***** Exercise data

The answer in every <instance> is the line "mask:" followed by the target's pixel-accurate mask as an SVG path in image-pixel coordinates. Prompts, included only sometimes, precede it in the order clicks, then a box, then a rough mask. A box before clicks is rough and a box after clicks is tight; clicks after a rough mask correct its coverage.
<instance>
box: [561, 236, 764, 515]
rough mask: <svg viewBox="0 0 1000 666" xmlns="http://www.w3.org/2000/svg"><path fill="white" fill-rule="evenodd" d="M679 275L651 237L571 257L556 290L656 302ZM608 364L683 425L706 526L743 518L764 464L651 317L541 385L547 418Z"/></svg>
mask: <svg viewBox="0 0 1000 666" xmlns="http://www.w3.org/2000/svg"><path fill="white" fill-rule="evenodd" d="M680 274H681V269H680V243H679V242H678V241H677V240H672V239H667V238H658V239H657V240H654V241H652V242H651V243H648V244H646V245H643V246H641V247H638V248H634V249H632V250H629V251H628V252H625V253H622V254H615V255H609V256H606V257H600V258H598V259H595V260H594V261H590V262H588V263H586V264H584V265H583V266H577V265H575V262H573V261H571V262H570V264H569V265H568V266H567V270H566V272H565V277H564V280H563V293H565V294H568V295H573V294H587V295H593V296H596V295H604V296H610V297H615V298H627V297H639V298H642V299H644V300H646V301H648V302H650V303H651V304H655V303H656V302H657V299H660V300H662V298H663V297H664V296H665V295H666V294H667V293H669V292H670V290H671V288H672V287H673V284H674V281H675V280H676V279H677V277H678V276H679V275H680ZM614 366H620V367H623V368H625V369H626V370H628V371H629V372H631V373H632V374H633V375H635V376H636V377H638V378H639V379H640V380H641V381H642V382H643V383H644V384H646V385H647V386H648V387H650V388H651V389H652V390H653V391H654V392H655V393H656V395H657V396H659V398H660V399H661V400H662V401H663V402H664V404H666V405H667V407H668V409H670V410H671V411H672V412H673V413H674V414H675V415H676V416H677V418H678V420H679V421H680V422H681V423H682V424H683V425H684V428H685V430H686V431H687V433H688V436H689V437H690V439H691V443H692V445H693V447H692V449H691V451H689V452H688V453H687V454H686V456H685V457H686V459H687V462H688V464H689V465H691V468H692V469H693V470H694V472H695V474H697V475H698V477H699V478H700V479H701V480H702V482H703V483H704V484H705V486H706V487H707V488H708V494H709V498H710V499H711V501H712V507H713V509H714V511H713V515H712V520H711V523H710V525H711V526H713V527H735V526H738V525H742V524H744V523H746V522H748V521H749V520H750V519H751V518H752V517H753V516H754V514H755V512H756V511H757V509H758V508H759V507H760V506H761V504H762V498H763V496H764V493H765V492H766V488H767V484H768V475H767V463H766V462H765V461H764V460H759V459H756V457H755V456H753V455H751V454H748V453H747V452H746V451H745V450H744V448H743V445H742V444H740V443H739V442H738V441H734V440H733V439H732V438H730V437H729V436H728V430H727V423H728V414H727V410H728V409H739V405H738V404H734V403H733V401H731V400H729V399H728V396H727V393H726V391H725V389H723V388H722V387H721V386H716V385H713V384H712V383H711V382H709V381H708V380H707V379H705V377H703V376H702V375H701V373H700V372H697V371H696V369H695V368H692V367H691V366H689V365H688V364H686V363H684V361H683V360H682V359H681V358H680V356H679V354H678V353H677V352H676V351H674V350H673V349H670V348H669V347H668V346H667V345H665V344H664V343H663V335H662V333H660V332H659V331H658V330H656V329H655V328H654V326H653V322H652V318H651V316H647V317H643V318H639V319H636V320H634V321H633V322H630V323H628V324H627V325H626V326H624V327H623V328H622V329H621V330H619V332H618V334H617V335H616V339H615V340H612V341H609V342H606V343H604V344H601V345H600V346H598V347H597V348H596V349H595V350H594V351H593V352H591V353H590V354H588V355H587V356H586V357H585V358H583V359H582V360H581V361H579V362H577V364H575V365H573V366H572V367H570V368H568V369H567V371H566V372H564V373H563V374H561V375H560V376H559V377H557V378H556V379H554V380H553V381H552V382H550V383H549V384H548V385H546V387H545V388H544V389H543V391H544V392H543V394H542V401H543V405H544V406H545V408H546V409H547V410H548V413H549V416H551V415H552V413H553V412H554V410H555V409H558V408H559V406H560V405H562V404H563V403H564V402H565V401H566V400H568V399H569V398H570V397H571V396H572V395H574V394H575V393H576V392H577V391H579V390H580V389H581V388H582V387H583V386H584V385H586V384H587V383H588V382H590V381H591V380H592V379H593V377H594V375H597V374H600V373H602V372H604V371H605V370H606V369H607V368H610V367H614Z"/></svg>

**********

**What you need to do:**
Copy out the lines above word for word, starting from the very first one and running down to the line that contains "rough mask: <svg", with that line included.

**Written answer:**
The answer in every <instance> is the line "mask:" followed by the target's pixel-accurate mask as an SVG path in image-pixel coordinates. Prompts, included only sometimes, precede it in the order clicks, then a box, then a rough mask. A box before clicks is rough and a box after clicks is tight; clicks after a rough mask correct its coverage.
<instance>
box: [561, 236, 764, 515]
rough mask: <svg viewBox="0 0 1000 666" xmlns="http://www.w3.org/2000/svg"><path fill="white" fill-rule="evenodd" d="M679 275L651 237L571 257L556 290L656 302ZM608 364L683 425L706 526L743 518L764 464L651 317L541 385L547 418Z"/></svg>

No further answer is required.